What you will do: Write what comes next in the forum thread on Prodigy multi-user sessions, starting right after its final sentence.

Text shown:
------------------------------------
Same examples being shown to different annotators


I am having an issue with using multi user sessions. I am getting the same examples being given to two different users in the same order. Even after one user annotates, moves to the next one, and saves, the other user is still seeing the same example upon reloading the page (but I do see the the total annotations increase for both users after saving).

This is the command I run to start the annotations on dummy data...
python -m prodigy textcat.manual dummy_dataset .\Desktop\dummy_text.txt --label A,B

I set the allowed users env variable (PRODIGY_ALLOWED_SESSIONS=alex,bob) and this is how I open the two users on seperate tabs...

This is my prodigy.json. I have had tried exclude_by set to "task" and force_stream_order to false with the same results...
"theme": "basic",
"feed_overlap": false,
"exclude_by": "input",

What might be wrong here? I think I have looked through other posts on this issue and tried all those suggestions with no success.

Also, two specific questions about multi user sessions-

  1. When feed_overlap is false, does user1 have to save their annotation for user2 to not see it or should they just never be shown the same examples?
  2. If they do have to save it or if multiple tabs are open under the same user, is there a way to shuffle on the front end so the chance of overlap is less and can at least be corrected more easily if it does happen?

Please let me know. Thank you!

Hi! How many examples are in your dummy_text.txt file? If it's really short, there's a mechanism in Prodigy where unannotated examples in 1 user's session will be queued into another user's session if there are no more new examples available. The goal being to ensure 1 user can't queue up examples, never annotate them, and have those examples be totally lost.

About 10 examples. I have tried with 5-15 examples with the same results. As I step through the examples in each tab, it looks like each user gets every example. How many should I have so this doesn't happen?

batch_size * 2 should do it (of unique examples). So 20 if you're using the default batch_size of 10. You can also set a smaller batch_size in your prodigy.json

I put in 22 examples with batch_size of 10 on a new dataset and still get the same issue. It's shuffled now, but when user1 annotates and saves, user2 still eventually comes to the example that was already annotated by user1. Even after reloading the page for user2.
------------------------------------
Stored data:
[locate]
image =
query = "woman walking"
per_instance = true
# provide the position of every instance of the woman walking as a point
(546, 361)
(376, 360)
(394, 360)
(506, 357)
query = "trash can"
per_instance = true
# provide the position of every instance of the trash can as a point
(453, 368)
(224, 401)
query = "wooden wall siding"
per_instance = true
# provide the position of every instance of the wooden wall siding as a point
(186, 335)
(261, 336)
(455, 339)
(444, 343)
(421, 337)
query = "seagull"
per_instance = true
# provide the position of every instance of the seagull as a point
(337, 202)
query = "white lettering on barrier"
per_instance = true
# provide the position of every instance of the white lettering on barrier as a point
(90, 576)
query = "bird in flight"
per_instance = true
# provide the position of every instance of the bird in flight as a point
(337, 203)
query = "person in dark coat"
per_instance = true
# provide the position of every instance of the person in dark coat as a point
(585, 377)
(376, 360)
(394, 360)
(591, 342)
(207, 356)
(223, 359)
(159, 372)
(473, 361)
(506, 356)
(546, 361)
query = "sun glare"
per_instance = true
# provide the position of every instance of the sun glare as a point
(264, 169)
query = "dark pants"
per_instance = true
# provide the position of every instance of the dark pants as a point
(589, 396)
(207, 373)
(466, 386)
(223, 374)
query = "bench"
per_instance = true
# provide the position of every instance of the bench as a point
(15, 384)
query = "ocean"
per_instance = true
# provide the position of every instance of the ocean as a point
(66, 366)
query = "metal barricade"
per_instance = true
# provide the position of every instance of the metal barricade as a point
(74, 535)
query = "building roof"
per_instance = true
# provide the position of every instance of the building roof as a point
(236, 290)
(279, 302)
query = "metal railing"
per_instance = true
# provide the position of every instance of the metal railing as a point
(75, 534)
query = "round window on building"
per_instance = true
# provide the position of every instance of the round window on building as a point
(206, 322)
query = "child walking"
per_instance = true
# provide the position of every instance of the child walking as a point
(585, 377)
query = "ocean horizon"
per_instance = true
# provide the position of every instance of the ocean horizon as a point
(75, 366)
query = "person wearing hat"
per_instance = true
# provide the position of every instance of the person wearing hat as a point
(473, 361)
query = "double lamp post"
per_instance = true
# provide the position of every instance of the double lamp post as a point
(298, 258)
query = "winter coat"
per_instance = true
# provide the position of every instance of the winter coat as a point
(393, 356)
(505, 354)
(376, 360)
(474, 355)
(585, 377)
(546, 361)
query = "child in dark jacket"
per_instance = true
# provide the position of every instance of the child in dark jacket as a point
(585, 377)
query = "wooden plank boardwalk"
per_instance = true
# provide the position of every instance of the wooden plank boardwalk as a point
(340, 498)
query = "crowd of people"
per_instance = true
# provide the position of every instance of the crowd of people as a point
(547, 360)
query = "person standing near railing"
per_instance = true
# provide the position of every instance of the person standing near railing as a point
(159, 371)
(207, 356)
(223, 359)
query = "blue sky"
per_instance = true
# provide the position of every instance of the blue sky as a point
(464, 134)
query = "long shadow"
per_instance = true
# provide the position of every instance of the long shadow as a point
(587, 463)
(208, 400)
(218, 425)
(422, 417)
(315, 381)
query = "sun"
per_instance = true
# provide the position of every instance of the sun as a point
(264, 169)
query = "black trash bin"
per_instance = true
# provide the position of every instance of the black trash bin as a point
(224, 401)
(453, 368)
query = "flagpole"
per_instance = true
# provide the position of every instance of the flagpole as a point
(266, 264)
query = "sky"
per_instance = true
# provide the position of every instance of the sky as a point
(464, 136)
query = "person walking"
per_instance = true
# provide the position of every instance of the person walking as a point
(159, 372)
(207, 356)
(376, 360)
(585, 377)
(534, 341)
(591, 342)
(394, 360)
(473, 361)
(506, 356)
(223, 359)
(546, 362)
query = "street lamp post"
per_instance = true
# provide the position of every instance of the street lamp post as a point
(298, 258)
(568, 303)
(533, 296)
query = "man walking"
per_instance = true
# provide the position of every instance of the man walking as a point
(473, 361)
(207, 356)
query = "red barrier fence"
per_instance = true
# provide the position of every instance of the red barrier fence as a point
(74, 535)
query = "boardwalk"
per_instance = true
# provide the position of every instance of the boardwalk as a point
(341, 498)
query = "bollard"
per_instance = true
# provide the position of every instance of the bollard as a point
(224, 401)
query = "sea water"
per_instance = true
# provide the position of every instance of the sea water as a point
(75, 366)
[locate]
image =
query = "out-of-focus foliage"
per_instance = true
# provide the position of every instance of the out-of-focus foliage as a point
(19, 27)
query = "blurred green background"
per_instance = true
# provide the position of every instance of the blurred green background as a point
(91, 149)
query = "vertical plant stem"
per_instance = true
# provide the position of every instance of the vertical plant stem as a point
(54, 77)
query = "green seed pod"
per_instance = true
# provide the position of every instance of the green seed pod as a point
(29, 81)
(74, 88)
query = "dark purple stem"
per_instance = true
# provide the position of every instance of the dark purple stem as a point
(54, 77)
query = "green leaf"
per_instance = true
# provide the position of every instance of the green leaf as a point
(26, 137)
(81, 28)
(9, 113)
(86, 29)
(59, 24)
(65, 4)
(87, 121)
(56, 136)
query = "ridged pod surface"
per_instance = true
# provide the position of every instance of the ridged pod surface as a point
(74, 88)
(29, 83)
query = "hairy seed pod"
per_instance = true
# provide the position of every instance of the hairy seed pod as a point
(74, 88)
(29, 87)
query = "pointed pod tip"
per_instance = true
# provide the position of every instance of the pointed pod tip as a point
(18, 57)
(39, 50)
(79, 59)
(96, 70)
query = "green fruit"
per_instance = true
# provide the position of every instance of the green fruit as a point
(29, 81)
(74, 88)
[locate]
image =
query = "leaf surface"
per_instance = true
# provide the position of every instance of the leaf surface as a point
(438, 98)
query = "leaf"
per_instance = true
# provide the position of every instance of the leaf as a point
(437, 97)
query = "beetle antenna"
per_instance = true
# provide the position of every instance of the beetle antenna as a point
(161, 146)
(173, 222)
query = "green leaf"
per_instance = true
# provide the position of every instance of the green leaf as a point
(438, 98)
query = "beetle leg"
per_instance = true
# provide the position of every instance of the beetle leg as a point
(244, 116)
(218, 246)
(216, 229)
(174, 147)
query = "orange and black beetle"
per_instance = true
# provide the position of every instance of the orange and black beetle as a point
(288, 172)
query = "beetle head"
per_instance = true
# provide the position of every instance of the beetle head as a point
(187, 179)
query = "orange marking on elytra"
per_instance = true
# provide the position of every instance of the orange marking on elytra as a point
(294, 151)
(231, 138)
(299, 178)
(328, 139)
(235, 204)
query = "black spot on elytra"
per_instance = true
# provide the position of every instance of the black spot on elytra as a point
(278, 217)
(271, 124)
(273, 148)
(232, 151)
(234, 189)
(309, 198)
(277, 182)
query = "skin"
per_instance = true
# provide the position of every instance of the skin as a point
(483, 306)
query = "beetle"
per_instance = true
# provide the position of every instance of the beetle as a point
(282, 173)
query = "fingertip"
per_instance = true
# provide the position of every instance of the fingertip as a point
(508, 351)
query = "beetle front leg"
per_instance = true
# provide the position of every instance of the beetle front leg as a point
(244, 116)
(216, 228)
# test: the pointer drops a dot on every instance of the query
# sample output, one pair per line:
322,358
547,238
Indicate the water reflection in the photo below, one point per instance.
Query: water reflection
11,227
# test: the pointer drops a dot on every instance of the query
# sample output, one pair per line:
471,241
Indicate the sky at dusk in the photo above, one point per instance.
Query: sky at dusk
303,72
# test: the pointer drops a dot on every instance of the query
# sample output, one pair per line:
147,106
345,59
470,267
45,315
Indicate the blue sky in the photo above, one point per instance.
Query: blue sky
------------------------------------
Answer for this exercise:
The weird thing is that when user2 reloads, I can see total annotations go up on user2's end, but user2 still ends up seeing them.

To confirm, what version of Prodigy are you using? I'll see if I can reproduce.

Version 1.11.5

Alright I see the issue you're running into and it's something we've identified before. It's important to note this situation will only really come up in the last (batch_size * n_annotators) just since you have a small number of examples, the first 20 examples is also the last 20.

Prodigy is designed this way under the principle that we'd rather you get an example annotated twice than not at all. That being said, I'll add a small improvement for the next release that should reduce the number of duplicates you would see (especially in a test scenario like this one).

I see. Thank you! This will work fine for our actual dataset.

Also, I noticed something else which won't really be a problem for us, but wanted to bring it up: I set batch size to 5 and created a dummy txt of numbers 1-42 and open two named sessions alternating back and forth between them labeling, but not saving any examples. I noticed the last 2 batches do overlap as you say, but by the time it says no more examples it skips one of the batches. I tried this twice and noticed it. Strangely, total annotations shows as 42 at the end even though I know one batch of 5 was skipped.

Perhaps an issue on my end and again, not really a problem for us, but just wanted to let you know.

Thank you again for your help.